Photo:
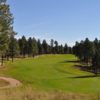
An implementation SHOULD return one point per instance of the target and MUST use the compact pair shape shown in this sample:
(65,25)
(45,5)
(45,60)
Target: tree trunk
(2,60)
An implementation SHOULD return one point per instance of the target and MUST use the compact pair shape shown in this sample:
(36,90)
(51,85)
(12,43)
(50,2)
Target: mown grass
(52,73)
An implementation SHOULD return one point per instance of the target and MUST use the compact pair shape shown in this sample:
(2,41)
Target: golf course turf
(52,73)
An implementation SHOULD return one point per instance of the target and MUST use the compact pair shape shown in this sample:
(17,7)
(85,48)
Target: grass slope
(52,73)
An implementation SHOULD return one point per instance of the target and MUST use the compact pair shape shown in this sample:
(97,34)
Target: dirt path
(12,82)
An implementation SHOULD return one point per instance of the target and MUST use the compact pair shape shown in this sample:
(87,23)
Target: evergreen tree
(6,21)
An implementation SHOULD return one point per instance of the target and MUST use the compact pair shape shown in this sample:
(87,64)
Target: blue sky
(62,20)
________
Your task is to extract the lines running from the one with "Target: grass slope" to the end of the material, inclusive, copying each exactly and adding nothing.

Target: grass slope
(52,73)
An implementation SHOULD return one point per instance of the target and MUST use the compact pair shape shown in this sample:
(97,34)
Target: dirt path
(12,82)
An implementation SHOULD return one point per instance of the target and MUST use the compact pair shape shown in this sample:
(87,23)
Target: evergreen tree
(6,21)
An implementation SHOULD return one point per instance of the target and MUST use the compact pair shape shown in this sample:
(87,64)
Target: blue sky
(62,20)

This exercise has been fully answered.